▸ **O QUE FAZER**
[A] Com base no texto sobre os assassinatos de mulheres e o projeto de lei de armas, responda, cada uma em sua linha:
(i) Em que cidade Lorrane Cristina Silva de Lima foi encontrada morta?
(ii) Com quantas facadas Raquel Cattani foi assassinada?
(iii) Quem preside a Comissão de Estudos Constitucionais da OAB-MT?
[B] Imprima, sem mudar nada, a parte do texto sobre os assassinatos de mulheres e o projeto de lei de armas que abre com as palavras que contêm "Segundo o projeto, para" e fecha com "prática de crimes.".
[C] Prossiga com o texto sobre os assassinatos de mulheres e o projeto de lei de armas, a partir do ponto em que ele para.

═══ TRECHO DE ORIGEM

Outro caso que chamou a atenção no primeiro semestre de 2024 foi o de Lorrane Cristina Silva de Lima, 23 anos, que foi encontrada morta em sua residência, ao lado de seus filhos menores, na cidade de Diamantino, (299 km de Cuiabá). Segundo o delegado responsável pelo caso, Marcos Bruzzi, o suspeito teria cometido o crime para utilizar a impressão digital da vítima e desbloquear o celular dela.
No mês de julho, o caso da filha do deputado Gilberto Cattani (PL), deixou a sociedade assustada, devido à brutalidade e a maneira como o crime ocorreu. Raquel Cattani foi brutalmente assassinada, com mais de 30 facadas, dentro de sua residência, a mando do ex-marido. O crime aconteceu na cidade de Nova Mutum (269 km de Cuiabá).
Após a tragédia, o deputado estadual, criou um projeto de lei, que visa garantir o porte e posse de armas, para mulheres sob medida de proteção determinada pela Justiça. O projeto de lei foi aprovado pela Assembléia Legislativa de Mato Grosso (ALMT). No entanto, a proposta, é considerada inconstitucional, uma vez que é competência do Congresso Nacional decidir sobre o porte e a posse de armas pela população. O presidente da Comissão de Estudos Constitucionais da OAB-MT, Felipe Amorim Reis, esclareceu que, se a lei for promulgada no estado, será responsabilidade da Justiça reconhecer a inconstitucionalidade e revogar a norma.
Segundo o projeto, para ter o direito de possuir uma arma, a mulher precisará passar por avaliações psicológicas, treinamentos e cumprir todos os requisitos, como não ter antecedentes criminais. Essas mulheres estarão proibidas de portar a arma de forma visível e aberta e de ser abordadas sob efeito de álcool ou drogas, ou usá-la para a prática de crimes.

══════
═══ ITENS GUARDADOS

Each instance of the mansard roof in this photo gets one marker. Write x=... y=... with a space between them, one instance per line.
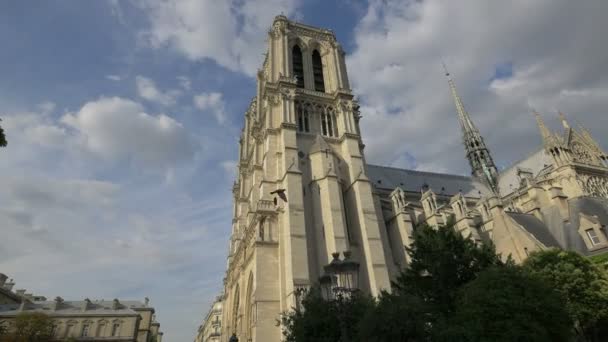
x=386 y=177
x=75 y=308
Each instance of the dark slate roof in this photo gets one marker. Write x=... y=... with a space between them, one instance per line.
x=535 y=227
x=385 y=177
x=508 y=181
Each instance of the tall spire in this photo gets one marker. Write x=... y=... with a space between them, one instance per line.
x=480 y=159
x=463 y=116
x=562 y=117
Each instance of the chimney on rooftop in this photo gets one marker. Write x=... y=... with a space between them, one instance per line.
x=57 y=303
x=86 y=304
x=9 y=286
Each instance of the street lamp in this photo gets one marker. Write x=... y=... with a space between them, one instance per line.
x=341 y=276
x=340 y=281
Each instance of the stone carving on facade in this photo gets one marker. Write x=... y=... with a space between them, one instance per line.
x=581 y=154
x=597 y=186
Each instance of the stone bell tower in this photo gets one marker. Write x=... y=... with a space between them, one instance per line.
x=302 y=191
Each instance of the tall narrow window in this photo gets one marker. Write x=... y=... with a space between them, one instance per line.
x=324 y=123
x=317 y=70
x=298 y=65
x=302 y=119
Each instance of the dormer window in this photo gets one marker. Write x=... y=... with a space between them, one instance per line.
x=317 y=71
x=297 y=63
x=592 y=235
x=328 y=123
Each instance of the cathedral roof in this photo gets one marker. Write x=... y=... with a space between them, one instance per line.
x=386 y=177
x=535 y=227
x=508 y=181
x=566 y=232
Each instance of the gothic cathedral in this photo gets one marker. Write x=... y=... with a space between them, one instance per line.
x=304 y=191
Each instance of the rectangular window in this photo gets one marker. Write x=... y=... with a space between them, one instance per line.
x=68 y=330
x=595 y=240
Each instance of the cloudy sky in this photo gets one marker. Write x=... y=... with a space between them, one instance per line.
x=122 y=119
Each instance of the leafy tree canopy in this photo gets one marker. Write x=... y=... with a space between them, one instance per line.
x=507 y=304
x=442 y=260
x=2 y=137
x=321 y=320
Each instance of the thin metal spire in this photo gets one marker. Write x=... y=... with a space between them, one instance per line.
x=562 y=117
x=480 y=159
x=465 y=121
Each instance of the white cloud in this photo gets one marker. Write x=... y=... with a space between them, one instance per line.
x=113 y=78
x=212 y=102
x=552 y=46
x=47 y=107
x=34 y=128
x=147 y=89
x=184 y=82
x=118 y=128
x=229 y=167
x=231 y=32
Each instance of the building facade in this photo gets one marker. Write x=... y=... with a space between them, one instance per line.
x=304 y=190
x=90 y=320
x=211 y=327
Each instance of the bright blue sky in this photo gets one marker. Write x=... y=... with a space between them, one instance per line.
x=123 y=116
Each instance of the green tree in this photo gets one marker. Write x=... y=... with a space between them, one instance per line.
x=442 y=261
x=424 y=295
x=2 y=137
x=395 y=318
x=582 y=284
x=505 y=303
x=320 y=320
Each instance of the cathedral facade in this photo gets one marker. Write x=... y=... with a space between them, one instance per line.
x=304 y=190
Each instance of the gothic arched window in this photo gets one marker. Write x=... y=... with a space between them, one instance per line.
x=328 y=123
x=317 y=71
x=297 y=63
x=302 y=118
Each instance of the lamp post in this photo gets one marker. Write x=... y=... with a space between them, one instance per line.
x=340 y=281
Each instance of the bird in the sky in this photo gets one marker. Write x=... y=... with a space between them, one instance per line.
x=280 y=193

══════

▸ **RESULTADOS FINAIS**
[A]
(i) Em Diamantino.
(ii) Com mais de 30 facadas.
(iii) Felipe Amorim Reis.

[B]
Segundo o projeto, para ter o direito de possuir uma arma, a mulher precisará passar por avaliações psicológicas, treinamentos e cumprir todos os requisitos, como não ter antecedentes criminais. Essas mulheres estarão proibidas de portar a arma de forma visível e aberta e de ser abordadas sob efeito de álcool ou drogas, ou usá-la para a prática de crimes.

[C]
O texto do projeto foi apresentado pela primeira vez em 2022, quando a Comissão de Segurança Pública apoiou a proposta. No entanto, só ganhou destaque novamente após a repercussão do caso de Raquel Cattani.
Para garantir a segurança das vítimas, a Justiça concede medidas protetivas. Conforme estabelecido pela Lei Maria da Penha, essas medidas têm o objetivo de assegurar que todas as mulheres, independentemente de classe social, raça, etnia, orientação sexual, renda, cultura, idade, religião ou nível educacional, tenham o direito a uma vida sem violência, protegendo sua saúde física, mental e patrimônio. No entanto, as maiorias dos agressores desrespeitam essas ordens e violam as medidas protetivas. Segundo a Secretaria de Estado de Segurança Pública (SESP), cerca de 930 homens desrespeitaram as ordens judiciais, representando um aumento de 17%.
Em 2023, foram registrados 9.234 casos de ameaças, enquanto em 2024 houve 9.221 ocorrências, representando uma redução de 0,1%. Além disso, os casos de lesões corporais apresentaram uma queda de 10%. No cenário da capital, Cuiabá, registrou mais de 723 casos de lesão corporal e 18 casos de assédio, constrangimento, humilhação, perseguição ou ameaça, por qualquer meio. Isso representa um aumento de aproximadamente 200% em comparação com períodos anteriores.
A equipe do Jornal Centro Oeste Popular teve acesso exclusivo a uma vítima de violência doméstica, que compartilhou com detalhes o que aconteceu.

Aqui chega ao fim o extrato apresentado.